** Challenges **
[a] Reproduce the passage of the biographical note on a translator from "1893-1968. Translator and" to "Pauper in 1927.".
[b] Write out the records from the line with "Please segment every instance of the **rock" to the line with "[[[254,0],[177,0],[179,23],[215,38],[255,10]]]", including both of those lines.

1893-1968. Translator and scholar of children’s literature. While studying waka poems as a student of Nobutsuna Sasaki and Japanese classics at Toyo EIwa Girl’s School, she began writing children’s stories with the encouragement of the poet and translator of Irish literature, Hiroko Katayama. After graduating from school and working as an English teacher and in a publishing house, she introduced much literature for all ages, such as The Christmas Carol, Anne of Green Gables, and A Dog of Flanders, after translating Mark Twain’s The Prince and the Pauper in 1927.

Dataset excerpt:
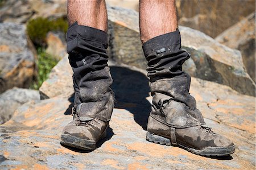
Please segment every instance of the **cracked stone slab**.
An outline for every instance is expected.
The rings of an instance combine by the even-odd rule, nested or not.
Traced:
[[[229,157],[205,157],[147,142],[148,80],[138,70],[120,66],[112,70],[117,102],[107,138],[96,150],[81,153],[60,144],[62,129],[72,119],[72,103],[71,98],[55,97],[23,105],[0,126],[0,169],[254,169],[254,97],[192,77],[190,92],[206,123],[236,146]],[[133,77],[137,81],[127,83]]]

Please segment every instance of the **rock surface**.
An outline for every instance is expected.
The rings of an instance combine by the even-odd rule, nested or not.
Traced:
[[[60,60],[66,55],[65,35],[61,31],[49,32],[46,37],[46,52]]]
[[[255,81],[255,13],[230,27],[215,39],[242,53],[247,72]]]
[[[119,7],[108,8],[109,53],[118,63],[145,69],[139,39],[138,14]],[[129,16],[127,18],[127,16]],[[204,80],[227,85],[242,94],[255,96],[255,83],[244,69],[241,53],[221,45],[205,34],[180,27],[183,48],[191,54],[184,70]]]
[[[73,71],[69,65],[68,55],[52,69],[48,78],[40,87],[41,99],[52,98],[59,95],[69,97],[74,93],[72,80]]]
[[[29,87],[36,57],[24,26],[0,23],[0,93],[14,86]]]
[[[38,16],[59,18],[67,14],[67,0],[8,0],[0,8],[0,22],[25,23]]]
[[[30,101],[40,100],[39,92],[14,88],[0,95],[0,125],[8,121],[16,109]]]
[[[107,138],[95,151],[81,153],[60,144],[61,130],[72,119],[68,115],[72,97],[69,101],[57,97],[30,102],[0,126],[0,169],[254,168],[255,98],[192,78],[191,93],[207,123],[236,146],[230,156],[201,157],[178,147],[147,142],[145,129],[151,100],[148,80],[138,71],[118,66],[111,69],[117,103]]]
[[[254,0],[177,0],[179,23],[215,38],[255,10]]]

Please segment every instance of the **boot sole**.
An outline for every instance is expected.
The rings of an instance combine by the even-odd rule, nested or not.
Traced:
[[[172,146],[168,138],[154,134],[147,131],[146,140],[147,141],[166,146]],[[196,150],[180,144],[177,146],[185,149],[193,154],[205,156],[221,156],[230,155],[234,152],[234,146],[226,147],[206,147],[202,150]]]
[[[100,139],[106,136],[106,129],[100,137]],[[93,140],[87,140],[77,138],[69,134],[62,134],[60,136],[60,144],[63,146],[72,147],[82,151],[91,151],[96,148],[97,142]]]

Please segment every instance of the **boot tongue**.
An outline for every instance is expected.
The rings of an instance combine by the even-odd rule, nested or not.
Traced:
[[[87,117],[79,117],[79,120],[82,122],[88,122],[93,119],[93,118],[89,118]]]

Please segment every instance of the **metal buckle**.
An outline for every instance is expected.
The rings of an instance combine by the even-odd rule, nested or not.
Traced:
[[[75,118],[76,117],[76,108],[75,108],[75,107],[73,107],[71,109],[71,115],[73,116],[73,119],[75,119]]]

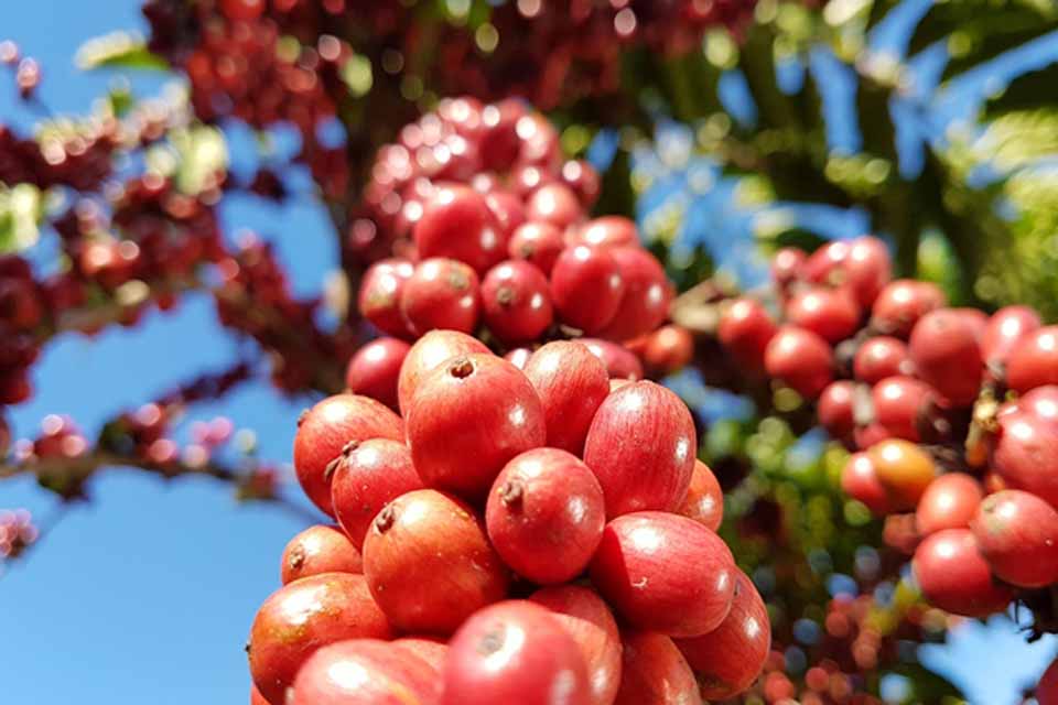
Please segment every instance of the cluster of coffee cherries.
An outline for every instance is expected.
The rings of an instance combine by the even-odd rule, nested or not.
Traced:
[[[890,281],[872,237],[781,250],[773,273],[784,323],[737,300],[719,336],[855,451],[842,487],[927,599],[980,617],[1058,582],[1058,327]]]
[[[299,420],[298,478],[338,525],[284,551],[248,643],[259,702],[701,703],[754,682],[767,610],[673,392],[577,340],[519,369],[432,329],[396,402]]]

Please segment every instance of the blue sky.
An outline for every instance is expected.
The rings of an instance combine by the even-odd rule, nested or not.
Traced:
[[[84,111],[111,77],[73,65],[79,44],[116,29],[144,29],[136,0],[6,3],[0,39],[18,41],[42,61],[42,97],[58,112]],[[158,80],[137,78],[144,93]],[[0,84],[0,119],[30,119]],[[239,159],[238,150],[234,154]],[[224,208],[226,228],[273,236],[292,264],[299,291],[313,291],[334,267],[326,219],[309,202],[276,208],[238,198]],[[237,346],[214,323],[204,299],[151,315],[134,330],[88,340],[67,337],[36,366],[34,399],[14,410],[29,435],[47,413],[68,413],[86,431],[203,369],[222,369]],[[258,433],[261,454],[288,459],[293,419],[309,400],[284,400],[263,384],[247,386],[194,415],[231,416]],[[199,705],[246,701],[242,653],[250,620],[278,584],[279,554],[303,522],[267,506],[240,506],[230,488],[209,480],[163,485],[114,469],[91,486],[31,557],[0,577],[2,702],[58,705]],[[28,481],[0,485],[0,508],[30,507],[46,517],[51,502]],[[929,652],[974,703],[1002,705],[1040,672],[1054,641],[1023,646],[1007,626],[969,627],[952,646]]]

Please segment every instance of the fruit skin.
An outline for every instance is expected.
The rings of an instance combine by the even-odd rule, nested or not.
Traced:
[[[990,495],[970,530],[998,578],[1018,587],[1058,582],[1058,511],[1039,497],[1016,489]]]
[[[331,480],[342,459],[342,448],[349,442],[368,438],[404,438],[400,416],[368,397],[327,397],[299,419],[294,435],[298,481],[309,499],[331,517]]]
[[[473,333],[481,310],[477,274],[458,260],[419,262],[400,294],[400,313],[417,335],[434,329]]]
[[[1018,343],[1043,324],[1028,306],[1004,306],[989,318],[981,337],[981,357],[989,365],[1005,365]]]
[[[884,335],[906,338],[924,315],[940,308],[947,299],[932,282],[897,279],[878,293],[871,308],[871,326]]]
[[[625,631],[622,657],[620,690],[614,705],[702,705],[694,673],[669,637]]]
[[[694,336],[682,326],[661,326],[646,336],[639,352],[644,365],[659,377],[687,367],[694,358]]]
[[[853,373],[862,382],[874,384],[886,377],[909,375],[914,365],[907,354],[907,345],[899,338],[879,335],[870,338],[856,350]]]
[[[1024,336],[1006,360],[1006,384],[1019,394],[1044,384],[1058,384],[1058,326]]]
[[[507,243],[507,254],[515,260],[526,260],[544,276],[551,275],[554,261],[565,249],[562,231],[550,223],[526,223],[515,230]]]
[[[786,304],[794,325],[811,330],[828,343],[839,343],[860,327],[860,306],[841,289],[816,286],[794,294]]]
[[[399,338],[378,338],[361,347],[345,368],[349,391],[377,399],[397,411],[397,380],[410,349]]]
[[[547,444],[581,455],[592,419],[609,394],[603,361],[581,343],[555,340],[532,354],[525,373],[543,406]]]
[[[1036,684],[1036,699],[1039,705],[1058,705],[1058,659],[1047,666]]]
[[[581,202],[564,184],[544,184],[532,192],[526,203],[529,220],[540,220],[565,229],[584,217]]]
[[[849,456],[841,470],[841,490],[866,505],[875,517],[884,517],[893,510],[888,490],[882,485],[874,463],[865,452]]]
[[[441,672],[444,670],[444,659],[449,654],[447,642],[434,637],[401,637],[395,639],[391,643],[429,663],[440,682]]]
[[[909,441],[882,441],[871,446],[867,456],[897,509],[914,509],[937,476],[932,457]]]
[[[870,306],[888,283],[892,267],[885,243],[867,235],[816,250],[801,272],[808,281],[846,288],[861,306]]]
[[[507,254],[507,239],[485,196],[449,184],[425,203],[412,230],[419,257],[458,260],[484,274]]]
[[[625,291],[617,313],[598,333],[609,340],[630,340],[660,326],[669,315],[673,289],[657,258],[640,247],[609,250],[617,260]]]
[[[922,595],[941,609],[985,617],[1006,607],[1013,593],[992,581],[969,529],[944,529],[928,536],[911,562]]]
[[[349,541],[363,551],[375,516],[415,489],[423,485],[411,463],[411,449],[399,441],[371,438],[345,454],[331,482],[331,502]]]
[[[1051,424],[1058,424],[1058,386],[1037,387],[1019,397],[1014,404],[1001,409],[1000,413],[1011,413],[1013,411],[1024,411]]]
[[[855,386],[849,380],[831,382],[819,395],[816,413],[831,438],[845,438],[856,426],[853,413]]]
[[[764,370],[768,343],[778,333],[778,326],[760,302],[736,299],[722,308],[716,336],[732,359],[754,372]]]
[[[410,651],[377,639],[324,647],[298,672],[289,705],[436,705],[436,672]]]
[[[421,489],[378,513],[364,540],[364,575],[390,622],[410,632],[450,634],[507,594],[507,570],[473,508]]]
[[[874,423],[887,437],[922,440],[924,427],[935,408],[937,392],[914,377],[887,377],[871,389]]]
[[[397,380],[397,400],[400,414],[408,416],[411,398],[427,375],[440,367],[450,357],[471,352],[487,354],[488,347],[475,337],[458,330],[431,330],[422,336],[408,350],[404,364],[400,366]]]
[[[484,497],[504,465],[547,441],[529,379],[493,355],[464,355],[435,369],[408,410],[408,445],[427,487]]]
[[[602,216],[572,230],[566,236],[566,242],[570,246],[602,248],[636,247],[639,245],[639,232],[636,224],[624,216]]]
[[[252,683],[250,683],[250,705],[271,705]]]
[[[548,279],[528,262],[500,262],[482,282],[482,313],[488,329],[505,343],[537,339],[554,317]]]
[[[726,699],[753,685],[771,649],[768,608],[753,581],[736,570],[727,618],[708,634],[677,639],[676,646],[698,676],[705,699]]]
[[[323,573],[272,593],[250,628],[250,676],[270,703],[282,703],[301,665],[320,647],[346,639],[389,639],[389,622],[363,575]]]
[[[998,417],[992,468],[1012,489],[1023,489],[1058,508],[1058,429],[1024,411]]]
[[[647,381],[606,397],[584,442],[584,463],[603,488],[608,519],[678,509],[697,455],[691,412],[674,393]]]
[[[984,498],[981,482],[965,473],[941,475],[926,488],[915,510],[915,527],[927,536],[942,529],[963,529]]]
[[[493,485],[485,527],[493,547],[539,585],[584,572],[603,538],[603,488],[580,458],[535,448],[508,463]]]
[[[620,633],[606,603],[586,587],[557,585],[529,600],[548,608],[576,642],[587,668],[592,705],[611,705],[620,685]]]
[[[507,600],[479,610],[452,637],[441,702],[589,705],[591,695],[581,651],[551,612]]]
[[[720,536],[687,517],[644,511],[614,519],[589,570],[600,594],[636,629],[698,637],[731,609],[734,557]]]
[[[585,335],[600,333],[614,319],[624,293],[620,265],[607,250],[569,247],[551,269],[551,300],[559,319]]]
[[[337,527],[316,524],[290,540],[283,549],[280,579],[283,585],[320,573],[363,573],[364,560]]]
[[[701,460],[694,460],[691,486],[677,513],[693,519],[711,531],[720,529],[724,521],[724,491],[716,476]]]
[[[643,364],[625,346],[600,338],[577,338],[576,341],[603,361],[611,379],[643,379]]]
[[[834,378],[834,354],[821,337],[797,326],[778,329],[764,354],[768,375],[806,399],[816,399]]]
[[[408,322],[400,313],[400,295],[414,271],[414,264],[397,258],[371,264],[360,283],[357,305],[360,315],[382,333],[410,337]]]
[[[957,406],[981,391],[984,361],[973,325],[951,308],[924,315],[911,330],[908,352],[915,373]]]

** Answers below **
[a]
1893-1968. Translator and scholar of children’s literature. While studying waka poems as a student of Nobutsuna Sasaki and Japanese classics at Toyo EIwa Girl’s School, she began writing children’s stories with the encouragement of the poet and translator of Irish literature, Hiroko Katayama. After graduating from school and working as an English teacher and in a publishing house, she introduced much literature for all ages, such as The Christmas Carol, Anne of Green Gables, and A Dog of Flanders, after translating Mark Twain’s The Prince and the Pauper in 1927.

[b]
Please segment every instance of the **rock surface**.
An outline for every instance is expected.
The rings of an instance combine by the even-odd rule, nested or not.
Traced:
[[[60,60],[66,55],[65,35],[61,31],[49,32],[46,37],[46,52]]]
[[[255,81],[255,13],[230,27],[215,39],[242,53],[247,72]]]
[[[119,7],[108,8],[109,53],[118,63],[145,69],[139,39],[138,14]],[[129,16],[127,18],[127,16]],[[204,80],[227,85],[242,94],[255,96],[255,83],[244,69],[241,53],[221,45],[205,34],[180,27],[183,48],[191,54],[184,70]]]
[[[73,71],[69,65],[68,55],[52,69],[48,78],[40,87],[41,99],[52,98],[59,95],[69,97],[74,93],[72,80]]]
[[[29,87],[36,57],[24,26],[0,23],[0,93],[14,86]]]
[[[38,16],[59,18],[67,14],[67,0],[8,0],[0,8],[0,22],[25,23]]]
[[[30,101],[40,100],[39,92],[14,88],[0,95],[0,125],[8,121],[16,109]]]
[[[107,138],[95,151],[81,153],[60,144],[61,130],[72,119],[68,115],[72,97],[69,101],[57,97],[30,102],[0,126],[0,169],[254,168],[255,98],[192,78],[191,93],[207,123],[236,146],[230,156],[201,157],[178,147],[147,142],[145,129],[151,100],[148,80],[138,71],[118,66],[111,69],[117,103]]]
[[[254,0],[177,0],[179,23],[215,38],[255,10]]]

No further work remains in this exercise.